• SET TASK
Count the lines in the items below that contain the string "penguin", and reply with only the number.

• RECORDS TO PROCESS
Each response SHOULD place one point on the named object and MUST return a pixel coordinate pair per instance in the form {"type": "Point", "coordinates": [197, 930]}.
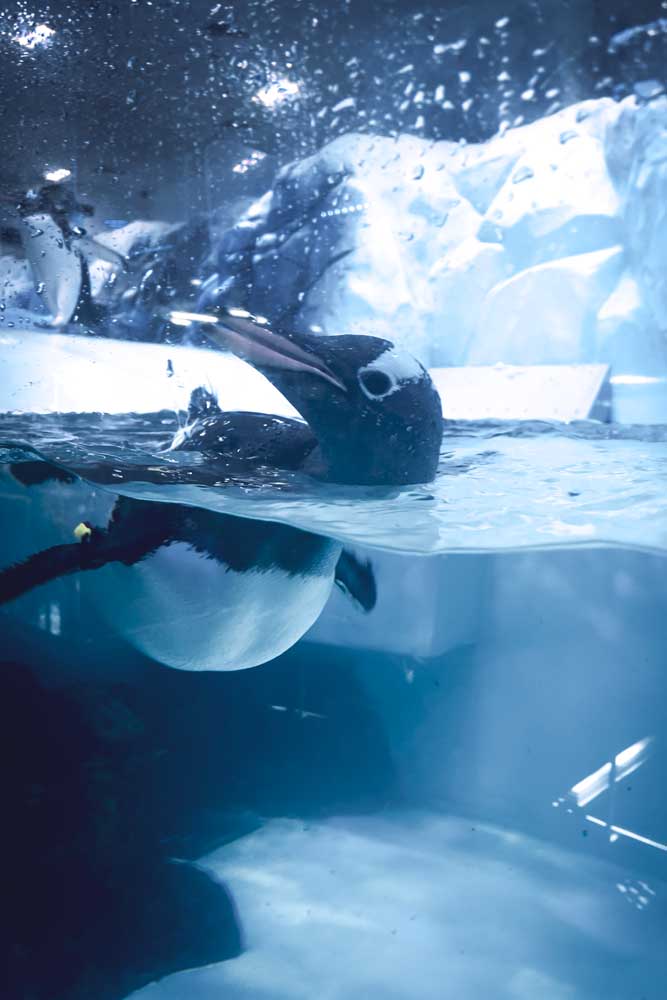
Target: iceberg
{"type": "Point", "coordinates": [510, 251]}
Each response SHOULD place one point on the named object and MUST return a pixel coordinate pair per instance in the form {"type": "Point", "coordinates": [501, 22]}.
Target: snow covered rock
{"type": "Point", "coordinates": [636, 152]}
{"type": "Point", "coordinates": [504, 251]}
{"type": "Point", "coordinates": [547, 314]}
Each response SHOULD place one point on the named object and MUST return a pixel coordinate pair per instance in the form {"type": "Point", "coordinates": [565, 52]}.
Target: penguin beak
{"type": "Point", "coordinates": [250, 338]}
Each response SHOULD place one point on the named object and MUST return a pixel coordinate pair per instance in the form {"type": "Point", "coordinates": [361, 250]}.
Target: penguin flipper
{"type": "Point", "coordinates": [129, 539]}
{"type": "Point", "coordinates": [356, 579]}
{"type": "Point", "coordinates": [203, 403]}
{"type": "Point", "coordinates": [40, 568]}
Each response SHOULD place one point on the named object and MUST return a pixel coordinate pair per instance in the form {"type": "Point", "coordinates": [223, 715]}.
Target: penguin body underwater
{"type": "Point", "coordinates": [198, 590]}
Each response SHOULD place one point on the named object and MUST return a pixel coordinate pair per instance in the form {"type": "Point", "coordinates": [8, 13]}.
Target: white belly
{"type": "Point", "coordinates": [191, 613]}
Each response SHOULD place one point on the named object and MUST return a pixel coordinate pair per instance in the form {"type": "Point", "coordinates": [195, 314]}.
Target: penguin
{"type": "Point", "coordinates": [198, 590]}
{"type": "Point", "coordinates": [373, 415]}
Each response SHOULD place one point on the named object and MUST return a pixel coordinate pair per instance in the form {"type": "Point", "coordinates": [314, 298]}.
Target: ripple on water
{"type": "Point", "coordinates": [500, 485]}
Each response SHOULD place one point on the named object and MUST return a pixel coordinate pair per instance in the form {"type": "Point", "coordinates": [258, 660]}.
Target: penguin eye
{"type": "Point", "coordinates": [375, 383]}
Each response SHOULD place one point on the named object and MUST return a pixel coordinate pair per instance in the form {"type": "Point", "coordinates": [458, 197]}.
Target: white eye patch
{"type": "Point", "coordinates": [388, 373]}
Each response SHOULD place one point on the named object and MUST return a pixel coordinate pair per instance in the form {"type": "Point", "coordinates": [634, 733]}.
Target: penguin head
{"type": "Point", "coordinates": [374, 410]}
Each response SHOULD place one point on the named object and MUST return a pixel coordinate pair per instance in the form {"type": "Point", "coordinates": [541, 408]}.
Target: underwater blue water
{"type": "Point", "coordinates": [459, 794]}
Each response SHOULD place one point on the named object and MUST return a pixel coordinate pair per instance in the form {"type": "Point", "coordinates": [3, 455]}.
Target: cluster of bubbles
{"type": "Point", "coordinates": [181, 76]}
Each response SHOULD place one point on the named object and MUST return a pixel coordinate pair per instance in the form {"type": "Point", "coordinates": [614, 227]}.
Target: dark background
{"type": "Point", "coordinates": [151, 103]}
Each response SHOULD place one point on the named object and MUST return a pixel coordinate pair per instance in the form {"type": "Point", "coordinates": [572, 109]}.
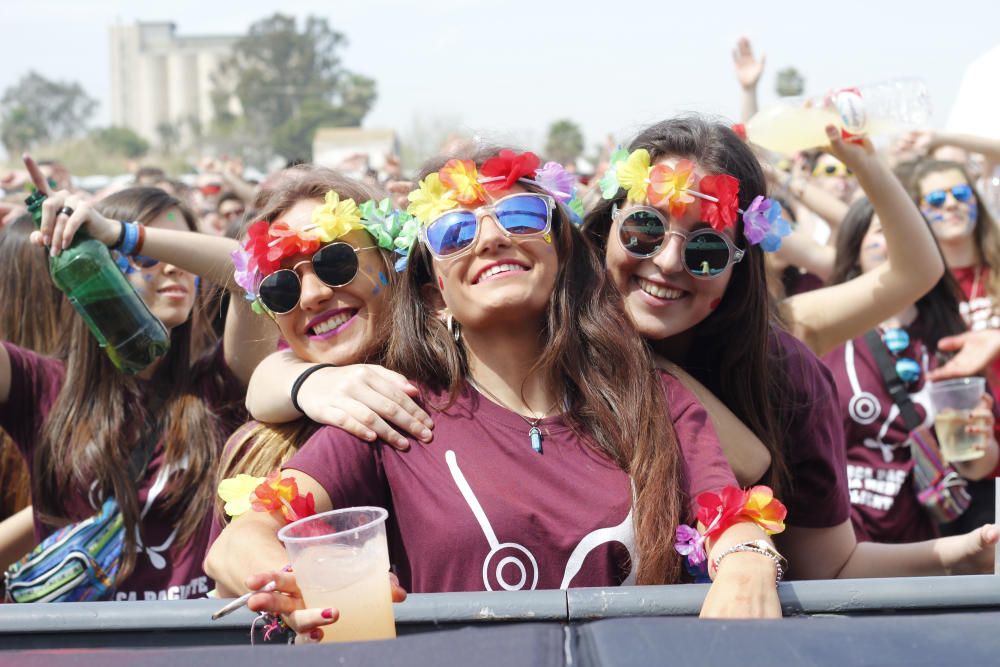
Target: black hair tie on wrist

• EXPECTED ANSWER
6